> _Aim_:
Count the lines in the data below that contain the string "stainless", treating uppercase and lowercase as different. Reply with the number alone.
══════
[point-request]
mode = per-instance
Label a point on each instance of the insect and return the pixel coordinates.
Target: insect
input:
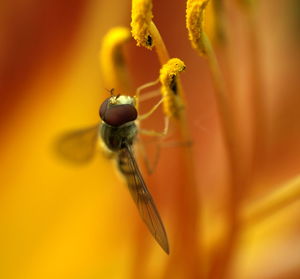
(118, 131)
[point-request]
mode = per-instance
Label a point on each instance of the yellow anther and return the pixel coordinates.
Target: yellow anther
(114, 73)
(141, 18)
(170, 88)
(195, 13)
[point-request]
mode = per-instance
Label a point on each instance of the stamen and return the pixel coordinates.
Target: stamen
(195, 13)
(170, 91)
(141, 18)
(111, 59)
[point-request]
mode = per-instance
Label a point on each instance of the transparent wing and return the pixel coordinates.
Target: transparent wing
(78, 146)
(142, 197)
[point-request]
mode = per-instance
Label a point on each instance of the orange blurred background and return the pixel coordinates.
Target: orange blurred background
(60, 221)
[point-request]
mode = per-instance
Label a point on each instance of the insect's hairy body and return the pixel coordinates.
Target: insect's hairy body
(116, 137)
(118, 130)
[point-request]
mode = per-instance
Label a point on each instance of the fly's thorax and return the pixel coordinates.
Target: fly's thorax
(115, 137)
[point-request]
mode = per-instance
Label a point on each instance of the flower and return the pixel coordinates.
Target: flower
(237, 217)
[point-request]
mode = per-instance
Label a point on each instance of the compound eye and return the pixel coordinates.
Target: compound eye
(117, 115)
(103, 108)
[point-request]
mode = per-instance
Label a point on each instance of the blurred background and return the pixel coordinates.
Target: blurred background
(61, 221)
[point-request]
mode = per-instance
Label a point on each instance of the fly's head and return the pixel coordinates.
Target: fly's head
(118, 110)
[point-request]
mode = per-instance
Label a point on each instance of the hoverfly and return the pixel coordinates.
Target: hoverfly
(118, 131)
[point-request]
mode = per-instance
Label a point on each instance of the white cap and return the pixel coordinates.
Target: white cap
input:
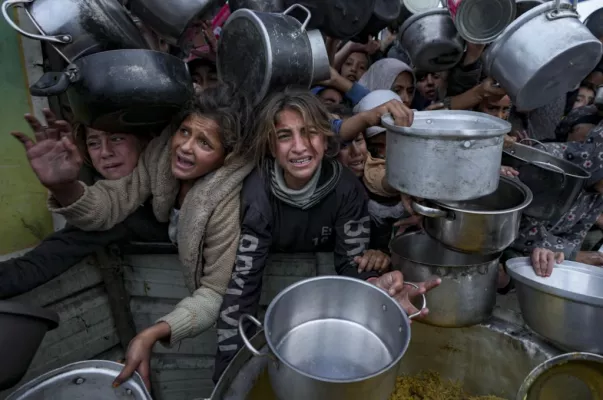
(372, 100)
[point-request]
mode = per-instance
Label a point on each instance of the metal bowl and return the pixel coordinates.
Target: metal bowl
(22, 329)
(565, 308)
(568, 376)
(432, 41)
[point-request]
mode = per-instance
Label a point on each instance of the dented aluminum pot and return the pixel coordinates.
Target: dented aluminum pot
(467, 294)
(261, 52)
(445, 155)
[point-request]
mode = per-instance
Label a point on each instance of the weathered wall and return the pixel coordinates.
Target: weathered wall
(25, 219)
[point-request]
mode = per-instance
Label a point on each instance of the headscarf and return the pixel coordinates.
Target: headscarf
(382, 74)
(581, 115)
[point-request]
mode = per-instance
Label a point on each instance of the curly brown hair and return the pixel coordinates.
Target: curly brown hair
(311, 109)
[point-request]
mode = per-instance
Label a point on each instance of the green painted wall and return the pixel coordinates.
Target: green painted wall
(24, 219)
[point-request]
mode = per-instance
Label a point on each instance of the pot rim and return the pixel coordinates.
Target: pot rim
(516, 263)
(416, 17)
(491, 53)
(385, 295)
(50, 317)
(502, 127)
(528, 197)
(586, 175)
(551, 363)
(492, 257)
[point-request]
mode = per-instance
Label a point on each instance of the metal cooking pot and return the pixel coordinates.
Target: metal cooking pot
(23, 328)
(339, 19)
(561, 51)
(467, 294)
(90, 380)
(555, 183)
(565, 308)
(170, 19)
(76, 28)
(137, 91)
(484, 225)
(445, 155)
(432, 41)
(384, 13)
(261, 52)
(333, 337)
(481, 21)
(567, 376)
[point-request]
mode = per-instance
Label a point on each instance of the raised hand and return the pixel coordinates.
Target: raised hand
(53, 156)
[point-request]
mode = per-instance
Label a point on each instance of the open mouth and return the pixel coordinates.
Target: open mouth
(301, 162)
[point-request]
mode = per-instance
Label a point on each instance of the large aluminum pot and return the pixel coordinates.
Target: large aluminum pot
(432, 41)
(509, 352)
(76, 28)
(555, 183)
(484, 225)
(90, 380)
(171, 19)
(566, 376)
(481, 21)
(562, 53)
(467, 294)
(22, 329)
(333, 337)
(445, 155)
(261, 52)
(565, 308)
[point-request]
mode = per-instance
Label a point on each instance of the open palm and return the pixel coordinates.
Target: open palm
(53, 156)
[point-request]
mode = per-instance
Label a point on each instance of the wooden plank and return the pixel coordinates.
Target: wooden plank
(111, 270)
(80, 277)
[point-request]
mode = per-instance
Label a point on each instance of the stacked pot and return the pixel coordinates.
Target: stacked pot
(452, 159)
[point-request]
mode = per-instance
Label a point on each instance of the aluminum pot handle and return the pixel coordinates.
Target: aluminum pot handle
(61, 39)
(248, 344)
(546, 165)
(294, 6)
(424, 306)
(428, 211)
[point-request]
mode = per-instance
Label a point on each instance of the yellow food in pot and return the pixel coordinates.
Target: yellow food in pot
(429, 386)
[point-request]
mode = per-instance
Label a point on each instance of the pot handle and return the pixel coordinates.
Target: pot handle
(294, 6)
(424, 306)
(51, 84)
(248, 344)
(546, 165)
(428, 211)
(61, 39)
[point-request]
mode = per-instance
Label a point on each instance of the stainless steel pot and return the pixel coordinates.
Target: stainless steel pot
(567, 376)
(170, 19)
(565, 308)
(485, 225)
(76, 28)
(22, 329)
(562, 53)
(445, 155)
(91, 380)
(333, 337)
(260, 52)
(555, 183)
(467, 294)
(432, 41)
(481, 21)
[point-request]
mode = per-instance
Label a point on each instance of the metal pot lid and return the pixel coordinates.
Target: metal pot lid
(569, 280)
(420, 6)
(482, 21)
(89, 380)
(12, 307)
(568, 376)
(450, 124)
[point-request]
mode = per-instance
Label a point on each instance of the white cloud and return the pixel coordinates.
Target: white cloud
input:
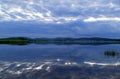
══════
> _Solution for this problem_:
2